- [Task prompt]: Arrange all of the data below as a numbered list, one item per line, with the blank lines dropped. Leave the pictures out.

- [Records for the exercise]:
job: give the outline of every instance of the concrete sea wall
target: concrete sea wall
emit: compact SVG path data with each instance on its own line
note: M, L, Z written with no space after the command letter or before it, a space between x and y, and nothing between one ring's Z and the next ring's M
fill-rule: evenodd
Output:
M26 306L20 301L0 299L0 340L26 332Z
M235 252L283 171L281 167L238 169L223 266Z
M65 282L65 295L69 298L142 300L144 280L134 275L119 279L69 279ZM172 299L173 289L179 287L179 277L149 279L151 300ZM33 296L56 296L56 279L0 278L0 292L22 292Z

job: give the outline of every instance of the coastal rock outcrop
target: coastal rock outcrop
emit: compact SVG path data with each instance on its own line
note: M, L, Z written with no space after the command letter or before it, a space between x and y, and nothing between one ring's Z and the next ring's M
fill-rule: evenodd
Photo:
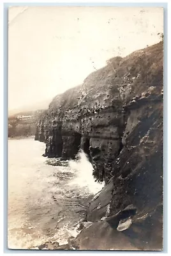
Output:
M161 42L110 59L56 96L37 124L45 156L74 159L82 148L96 180L105 181L87 210L93 223L75 240L78 249L162 249L163 55Z

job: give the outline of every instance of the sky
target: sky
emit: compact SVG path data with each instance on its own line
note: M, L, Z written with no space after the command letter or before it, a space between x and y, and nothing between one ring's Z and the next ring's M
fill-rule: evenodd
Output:
M47 108L107 60L158 43L161 8L12 6L8 111Z

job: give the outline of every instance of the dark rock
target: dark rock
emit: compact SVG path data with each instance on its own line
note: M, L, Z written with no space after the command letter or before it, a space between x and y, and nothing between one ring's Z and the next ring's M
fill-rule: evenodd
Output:
M95 179L105 184L87 211L87 221L99 223L83 228L77 248L115 250L120 239L129 248L162 248L156 207L163 204L163 55L161 42L116 65L111 59L83 84L56 96L38 123L45 156L75 159L82 148ZM129 218L129 228L118 232Z

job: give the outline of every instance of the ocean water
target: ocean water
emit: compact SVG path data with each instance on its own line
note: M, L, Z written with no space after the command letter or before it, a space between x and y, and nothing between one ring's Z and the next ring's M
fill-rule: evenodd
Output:
M8 141L8 246L36 248L47 242L67 243L76 236L89 200L103 186L80 151L77 161L50 165L45 145L33 138Z

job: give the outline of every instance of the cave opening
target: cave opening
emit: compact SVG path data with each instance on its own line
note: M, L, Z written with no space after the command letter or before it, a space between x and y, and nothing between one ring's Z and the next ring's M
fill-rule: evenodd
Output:
M78 153L80 148L81 137L82 136L80 133L77 132L74 135L74 141L73 141L74 147L73 148L73 158L75 157L76 154Z
M84 152L88 156L89 158L90 158L90 139L86 138L85 141L83 145L83 150Z

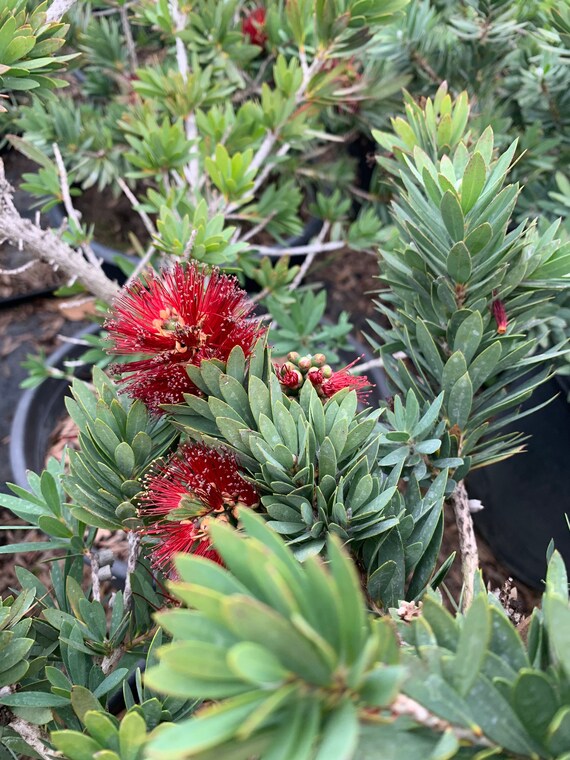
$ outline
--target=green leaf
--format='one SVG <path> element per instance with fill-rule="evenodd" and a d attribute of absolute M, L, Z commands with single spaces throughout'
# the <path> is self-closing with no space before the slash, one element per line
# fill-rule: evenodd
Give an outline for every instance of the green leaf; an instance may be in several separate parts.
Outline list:
<path fill-rule="evenodd" d="M 447 274 L 454 282 L 464 285 L 471 277 L 472 263 L 469 249 L 463 242 L 456 243 L 447 256 Z"/>
<path fill-rule="evenodd" d="M 69 760 L 93 760 L 96 752 L 102 749 L 94 739 L 79 731 L 54 731 L 51 740 Z"/>
<path fill-rule="evenodd" d="M 478 594 L 463 620 L 453 658 L 453 685 L 465 697 L 483 666 L 491 638 L 491 617 L 485 594 Z"/>
<path fill-rule="evenodd" d="M 469 377 L 471 378 L 474 393 L 493 374 L 502 353 L 501 341 L 496 340 L 473 360 L 469 367 Z"/>
<path fill-rule="evenodd" d="M 139 751 L 146 742 L 146 724 L 142 715 L 129 712 L 119 726 L 121 760 L 138 760 Z"/>
<path fill-rule="evenodd" d="M 63 707 L 69 699 L 44 691 L 16 691 L 0 697 L 0 705 L 6 707 Z"/>
<path fill-rule="evenodd" d="M 148 751 L 158 757 L 192 757 L 231 739 L 253 710 L 263 704 L 266 694 L 250 692 L 204 710 L 198 718 L 165 726 L 150 741 Z"/>
<path fill-rule="evenodd" d="M 354 703 L 344 700 L 332 710 L 321 732 L 315 760 L 351 760 L 358 743 L 359 723 Z"/>
<path fill-rule="evenodd" d="M 461 208 L 467 213 L 478 200 L 485 185 L 486 166 L 483 156 L 475 152 L 469 159 L 461 183 Z"/>
<path fill-rule="evenodd" d="M 548 748 L 559 755 L 570 747 L 570 707 L 561 707 L 548 730 Z"/>
<path fill-rule="evenodd" d="M 475 256 L 479 251 L 487 245 L 489 240 L 493 237 L 493 228 L 489 222 L 484 222 L 467 235 L 465 238 L 465 245 L 469 249 L 472 256 Z"/>
<path fill-rule="evenodd" d="M 472 312 L 457 328 L 453 350 L 461 351 L 467 364 L 477 353 L 483 337 L 483 319 L 478 311 Z M 471 375 L 471 373 L 469 373 Z"/>
<path fill-rule="evenodd" d="M 457 196 L 446 190 L 439 206 L 443 223 L 454 242 L 463 240 L 465 236 L 465 220 Z"/>
<path fill-rule="evenodd" d="M 469 373 L 465 372 L 453 385 L 447 400 L 447 416 L 451 426 L 465 430 L 473 406 L 473 386 Z"/>
<path fill-rule="evenodd" d="M 543 742 L 558 709 L 558 698 L 544 673 L 520 671 L 513 685 L 512 703 L 530 735 Z"/>
<path fill-rule="evenodd" d="M 276 688 L 289 675 L 269 650 L 250 641 L 233 646 L 227 658 L 230 668 L 248 683 Z"/>

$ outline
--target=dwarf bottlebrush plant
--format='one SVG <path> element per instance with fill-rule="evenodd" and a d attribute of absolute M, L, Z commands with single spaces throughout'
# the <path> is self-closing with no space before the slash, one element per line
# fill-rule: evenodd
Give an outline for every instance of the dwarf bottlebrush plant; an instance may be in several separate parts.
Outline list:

- [Answer to this task]:
1. job: give the outline of every instance of the concrete sea wall
2. target: concrete sea wall
3. emit: compact SVG path data with each instance on its own line
4. note: M, L, Z written with no space after the command letter or before it, a space between x and y, and nothing between one ring's Z and the next ring's M
5. fill-rule: evenodd
6. Output:
7. M26 306L20 301L0 299L0 340L26 332Z
8. M235 252L283 171L281 167L238 169L223 266Z
9. M65 282L65 295L69 298L142 300L144 280L134 275L119 279L69 279ZM172 299L173 289L179 287L179 277L149 279L151 300ZM33 296L56 296L56 279L0 278L0 292L22 292Z
10. job: give the outline of every instance of the coastal rock outcrop
11. target: coastal rock outcrop
12. emit: compact SVG path data with each instance on its own line
13. note: M, L, Z written with no space after the command letter or before it, a space between x and y, and nothing between one ring's Z and the next ring's M
14. fill-rule: evenodd
15. Photo:
16. Output:
17. M161 42L110 59L56 96L37 124L45 156L74 159L82 148L96 180L105 181L87 210L93 223L75 240L78 249L162 249L163 55Z
18. job: give the outline of every instance of the sky
19. target: sky
20. emit: compact SVG path data with each instance on its own line
21. note: M, L, Z written with no space after the command letter or before it, a space between x and y, and nothing between one ring's Z and the next ring's M
22. fill-rule: evenodd
23. Output:
24. M47 108L107 60L158 43L161 8L12 6L8 111Z
25. job: give the outline of every instance of the dark rock
26. target: dark rock
27. emit: compact SVG path data with each instance on its own line
28. note: M, L, Z written with no space after the command letter or before it, a space between x and y, and nothing between one ring's Z and the next ring's M
29. fill-rule: evenodd
30. Output:
31. M95 179L105 184L87 211L87 221L99 223L83 228L77 248L115 250L120 239L129 248L162 248L156 207L163 204L163 55L161 42L116 65L111 59L83 84L56 96L38 123L45 156L75 159L82 148ZM129 218L129 228L118 232Z
32. job: give the outline of every instance of the ocean water
33. target: ocean water
34. emit: compact SVG path data with each instance on its own line
35. note: M, L, Z written with no space after the command letter or before it, a space between x and y, and nothing between one ring's Z and the next ring's M
36. fill-rule: evenodd
37. Output:
38. M8 141L8 246L36 248L47 242L67 243L76 236L89 200L103 186L80 151L77 161L50 165L45 145L33 138Z
39. job: give the outline of every instance of the cave opening
40. target: cave opening
41. emit: compact SVG path data with each instance on its own line
42. note: M, L, Z written with no space after the command letter or before it, a space between x and y, and nothing between one ring's Z and the next ring's M
43. fill-rule: evenodd
44. Output:
45. M78 153L80 148L81 137L82 136L80 133L77 132L74 135L74 141L73 141L74 147L73 148L73 158L75 157L76 154Z
46. M84 152L88 156L89 158L90 158L90 139L86 138L85 141L83 145L83 150Z
47. $ outline
48. --target=green leaf
49. --format='one SVG <path> element per instance with fill-rule="evenodd" and a d attribute of absolute M, L, Z commands with single spaces throughout'
50. # the <path> is self-closing with no space before the slash, one element per line
51. # fill-rule: evenodd
52. Give an outline for every instance of the green leaf; an instance may be in several separate parts.
53. Outline list:
54. <path fill-rule="evenodd" d="M 447 274 L 454 282 L 464 285 L 471 277 L 472 263 L 469 249 L 463 242 L 456 243 L 447 256 Z"/>
55. <path fill-rule="evenodd" d="M 69 760 L 93 760 L 96 752 L 102 749 L 94 739 L 79 731 L 54 731 L 51 740 Z"/>
56. <path fill-rule="evenodd" d="M 478 594 L 463 620 L 453 658 L 453 685 L 465 697 L 483 666 L 491 638 L 491 617 L 485 594 Z"/>
57. <path fill-rule="evenodd" d="M 469 377 L 471 378 L 474 393 L 493 374 L 502 353 L 501 341 L 496 340 L 473 360 L 469 367 Z"/>
58. <path fill-rule="evenodd" d="M 139 751 L 146 742 L 146 724 L 142 715 L 129 712 L 119 726 L 121 760 L 138 760 Z"/>
59. <path fill-rule="evenodd" d="M 63 707 L 69 699 L 44 691 L 16 691 L 0 697 L 0 705 L 6 707 Z"/>
60. <path fill-rule="evenodd" d="M 148 751 L 158 757 L 192 757 L 231 739 L 253 710 L 263 704 L 266 694 L 250 692 L 204 710 L 198 718 L 165 726 L 150 741 Z"/>
61. <path fill-rule="evenodd" d="M 354 703 L 344 700 L 332 710 L 321 732 L 315 760 L 351 760 L 358 743 L 359 723 Z"/>
62. <path fill-rule="evenodd" d="M 461 208 L 467 213 L 478 200 L 485 185 L 486 166 L 483 156 L 475 152 L 469 159 L 461 183 Z"/>
63. <path fill-rule="evenodd" d="M 548 748 L 559 755 L 570 747 L 570 707 L 561 707 L 548 730 Z"/>
64. <path fill-rule="evenodd" d="M 475 256 L 479 251 L 487 245 L 489 240 L 493 237 L 493 228 L 489 222 L 484 222 L 467 235 L 465 238 L 465 245 L 469 249 L 472 256 Z"/>
65. <path fill-rule="evenodd" d="M 472 312 L 457 328 L 453 350 L 461 351 L 467 364 L 477 353 L 483 337 L 483 319 L 478 311 Z M 471 375 L 471 373 L 469 373 Z"/>
66. <path fill-rule="evenodd" d="M 457 196 L 446 190 L 439 206 L 443 223 L 454 242 L 463 240 L 465 236 L 465 220 Z"/>
67. <path fill-rule="evenodd" d="M 469 373 L 465 372 L 453 385 L 447 400 L 447 416 L 451 426 L 465 430 L 473 406 L 473 386 Z"/>
68. <path fill-rule="evenodd" d="M 543 742 L 558 709 L 558 698 L 544 673 L 520 671 L 513 685 L 512 703 L 530 735 Z"/>
69. <path fill-rule="evenodd" d="M 276 688 L 289 675 L 269 650 L 250 641 L 233 646 L 227 658 L 230 668 L 248 683 Z"/>
70. $ outline
71. --target=dwarf bottlebrush plant
72. --format='one SVG <path> element per instance with fill-rule="evenodd" and a d attribute of absolute M, L, Z commands with single spaces throughout'
73. # the <path> is self-closing with no space before the slash, one element per line
74. # fill-rule: evenodd
75. Give an outline for every instance of the dwarf bottlebrush plant; an instance may be in several separate parts.
76. Outline list:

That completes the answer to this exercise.